Each entry needs to be restated exactly as written.

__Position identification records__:
━━━━━━
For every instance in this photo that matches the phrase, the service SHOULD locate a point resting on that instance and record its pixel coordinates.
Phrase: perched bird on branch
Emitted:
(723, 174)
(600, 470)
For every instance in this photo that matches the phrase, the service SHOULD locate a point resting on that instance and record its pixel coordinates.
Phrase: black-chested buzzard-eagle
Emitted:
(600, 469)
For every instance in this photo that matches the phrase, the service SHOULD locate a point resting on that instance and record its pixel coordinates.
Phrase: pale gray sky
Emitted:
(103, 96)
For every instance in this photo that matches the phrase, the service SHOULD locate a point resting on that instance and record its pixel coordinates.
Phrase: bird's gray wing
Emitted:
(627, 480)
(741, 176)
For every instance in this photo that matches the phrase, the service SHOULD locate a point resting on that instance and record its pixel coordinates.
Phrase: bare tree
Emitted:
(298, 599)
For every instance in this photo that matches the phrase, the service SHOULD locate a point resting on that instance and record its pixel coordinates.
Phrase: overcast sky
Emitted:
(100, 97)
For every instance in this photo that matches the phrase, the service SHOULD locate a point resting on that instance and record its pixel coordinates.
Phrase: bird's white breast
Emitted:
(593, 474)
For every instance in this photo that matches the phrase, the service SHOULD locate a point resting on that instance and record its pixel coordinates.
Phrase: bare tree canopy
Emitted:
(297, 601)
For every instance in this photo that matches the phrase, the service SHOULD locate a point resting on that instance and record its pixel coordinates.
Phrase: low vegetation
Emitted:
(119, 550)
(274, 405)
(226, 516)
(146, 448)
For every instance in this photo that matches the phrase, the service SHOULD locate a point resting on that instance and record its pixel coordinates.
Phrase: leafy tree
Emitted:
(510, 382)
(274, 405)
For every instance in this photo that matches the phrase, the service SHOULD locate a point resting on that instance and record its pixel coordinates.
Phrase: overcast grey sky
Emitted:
━━━━━━
__Output__:
For every instance in this photo that matches the phrase, the service SHOULD locate a point resting on that instance and record its pixel coordinates.
Phrase: perched bird on branch
Emitted:
(723, 174)
(600, 470)
For every instance in this photo that matches the phrase, the service SHOULD locate a point resting on that instance and record its pixel coordinates.
Phrase: black-chested buzzard-eagle
Emitted:
(600, 469)
For every instance in this photo that matches the phrase, the service SHOULD locate a point resting on that instance and record its pixel coordinates.
Phrase: pale gray sky
Emitted:
(103, 96)
For every instance in this photo that matches the phrase, the service SHOULD locate a point resting on that instance and record its pixel coordinates.
Phrase: bird's gray wing
Emitted:
(627, 480)
(741, 176)
For every instance in this photo that matches the phrase, the service SHOULD locate a point resting on that instance and record its pixel coordinates.
Phrase: bare tree
Emitted:
(298, 599)
For every instance in this photo that matches the phrase, the service SHOULD locate a point resting on that instance and record its pixel coordinates.
Phrase: overcast sky
Emitted:
(100, 97)
For every instance in this photo that matches the phrase, the service SHOULD locate a point resting on that instance and record its pixel coordinates.
Phrase: bird's white breast
Emitted:
(593, 474)
For every instance in this photo that matches the phrase, the service SHOULD locate a point resting on that instance and record its pixel coordinates.
Phrase: bare tree canopy
Emitted:
(297, 601)
For every instance in this photo that matches the phrase, the service SHOULD locate a point resting on that instance and record its pixel coordinates.
Phrase: low vegetation
Emitted:
(119, 550)
(274, 405)
(226, 516)
(146, 448)
For every instance in this photo that matches the phrase, the service SHOULD locate a point resting on that instance and record its pixel coordinates.
Phrase: leafy tree
Emitted:
(510, 382)
(274, 405)
For every instance in this photo that matches the phrase, the service SHOULD locate a point resting on that instance and record its pixel coordinates.
Phrase: overcast grey sky
Emitted:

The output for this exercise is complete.